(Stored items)
————————

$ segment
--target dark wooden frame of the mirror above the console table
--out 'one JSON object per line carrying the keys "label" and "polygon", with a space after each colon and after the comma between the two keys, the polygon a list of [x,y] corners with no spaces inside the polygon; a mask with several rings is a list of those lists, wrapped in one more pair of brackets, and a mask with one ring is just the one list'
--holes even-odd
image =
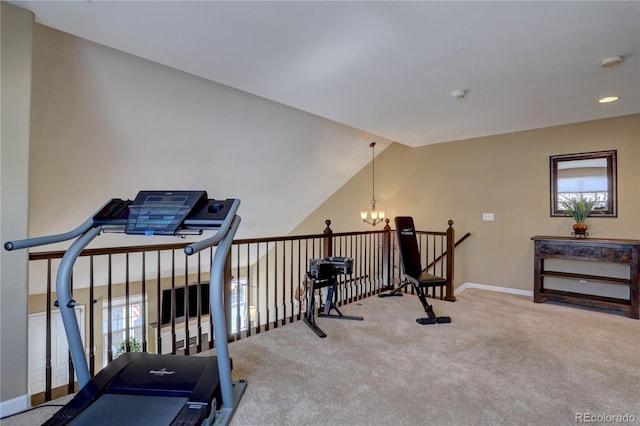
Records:
{"label": "dark wooden frame of the mirror above the console table", "polygon": [[607,209],[591,213],[590,217],[618,217],[618,185],[617,185],[617,151],[596,151],[580,154],[552,155],[550,160],[551,176],[551,216],[566,216],[564,210],[558,208],[558,163],[562,161],[593,160],[604,158],[607,161]]}

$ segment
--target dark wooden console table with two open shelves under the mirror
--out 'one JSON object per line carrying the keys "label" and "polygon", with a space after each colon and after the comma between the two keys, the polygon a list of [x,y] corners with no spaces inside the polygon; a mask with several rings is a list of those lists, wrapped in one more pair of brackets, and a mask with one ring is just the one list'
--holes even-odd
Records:
{"label": "dark wooden console table with two open shelves under the mirror", "polygon": [[[612,309],[640,319],[638,293],[640,292],[640,241],[599,238],[571,238],[535,236],[533,301],[547,300]],[[586,262],[609,262],[629,265],[629,276],[618,278],[574,272],[546,270],[545,259],[556,258]],[[629,286],[629,299],[618,299],[545,288],[545,277],[560,277],[578,281],[596,281],[604,284]]]}

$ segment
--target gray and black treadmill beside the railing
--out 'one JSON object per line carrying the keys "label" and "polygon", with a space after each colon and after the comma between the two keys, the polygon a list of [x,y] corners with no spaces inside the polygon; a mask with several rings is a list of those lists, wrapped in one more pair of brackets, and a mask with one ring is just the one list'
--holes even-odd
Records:
{"label": "gray and black treadmill beside the railing", "polygon": [[[215,200],[206,191],[141,191],[135,200],[112,199],[78,228],[64,234],[7,242],[6,250],[75,239],[60,263],[57,305],[64,324],[80,391],[45,425],[228,424],[246,389],[231,380],[231,359],[223,307],[224,263],[238,230],[240,200]],[[184,251],[192,255],[217,246],[211,262],[209,298],[216,356],[197,357],[128,352],[89,375],[71,294],[71,273],[80,252],[102,232],[131,235],[212,236]]]}

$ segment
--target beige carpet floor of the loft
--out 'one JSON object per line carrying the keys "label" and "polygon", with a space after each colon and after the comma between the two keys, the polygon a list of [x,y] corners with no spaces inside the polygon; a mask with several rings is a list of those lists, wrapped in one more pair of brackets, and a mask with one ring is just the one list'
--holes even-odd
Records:
{"label": "beige carpet floor of the loft", "polygon": [[299,321],[231,343],[232,425],[640,424],[640,321],[477,289],[433,303],[451,324],[372,297],[340,308],[363,321],[318,318],[324,339]]}

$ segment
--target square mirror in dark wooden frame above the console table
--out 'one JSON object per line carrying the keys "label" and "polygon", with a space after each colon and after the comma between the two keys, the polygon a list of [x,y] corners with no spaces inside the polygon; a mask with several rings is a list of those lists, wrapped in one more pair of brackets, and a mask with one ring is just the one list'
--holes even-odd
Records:
{"label": "square mirror in dark wooden frame above the console table", "polygon": [[616,150],[552,155],[551,216],[566,216],[561,202],[596,200],[590,216],[618,216]]}

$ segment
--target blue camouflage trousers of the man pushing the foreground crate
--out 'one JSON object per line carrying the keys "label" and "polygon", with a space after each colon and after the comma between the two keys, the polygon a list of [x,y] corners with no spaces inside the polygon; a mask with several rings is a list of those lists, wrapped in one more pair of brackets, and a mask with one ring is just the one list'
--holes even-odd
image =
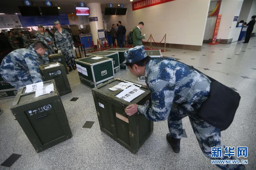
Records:
{"label": "blue camouflage trousers of the man pushing the foreground crate", "polygon": [[[211,159],[211,160],[238,160],[237,157],[224,156],[224,148],[220,140],[220,129],[212,126],[202,120],[196,111],[189,112],[180,107],[176,107],[173,105],[172,111],[168,116],[168,128],[172,135],[172,137],[176,139],[180,139],[183,135],[182,129],[182,118],[189,116],[189,121],[193,128],[193,131],[197,137],[197,141],[199,146],[203,152],[203,154]],[[212,147],[220,147],[222,146],[222,157],[221,158],[212,158],[211,148]],[[216,164],[220,169],[245,169],[244,165],[237,164]]]}

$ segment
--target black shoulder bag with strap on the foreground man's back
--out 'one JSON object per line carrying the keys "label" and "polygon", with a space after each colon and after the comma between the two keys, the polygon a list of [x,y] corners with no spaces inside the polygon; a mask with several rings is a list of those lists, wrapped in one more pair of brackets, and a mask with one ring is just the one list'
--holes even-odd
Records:
{"label": "black shoulder bag with strap on the foreground man's back", "polygon": [[[163,58],[182,63],[172,58]],[[205,122],[219,128],[221,131],[227,129],[233,122],[241,96],[231,88],[205,75],[193,66],[185,63],[182,64],[201,73],[211,81],[210,94],[208,99],[203,102],[201,108],[198,110],[198,115],[205,120]]]}

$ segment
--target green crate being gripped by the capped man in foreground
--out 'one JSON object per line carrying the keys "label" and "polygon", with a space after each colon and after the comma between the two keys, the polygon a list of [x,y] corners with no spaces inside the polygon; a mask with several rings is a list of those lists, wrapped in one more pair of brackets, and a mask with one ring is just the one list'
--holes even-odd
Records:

————————

= TASK DIRECTIONS =
When a line in the entries above holds the word "target", add it to the count, then state only the count.

= ANSWER SECTION =
8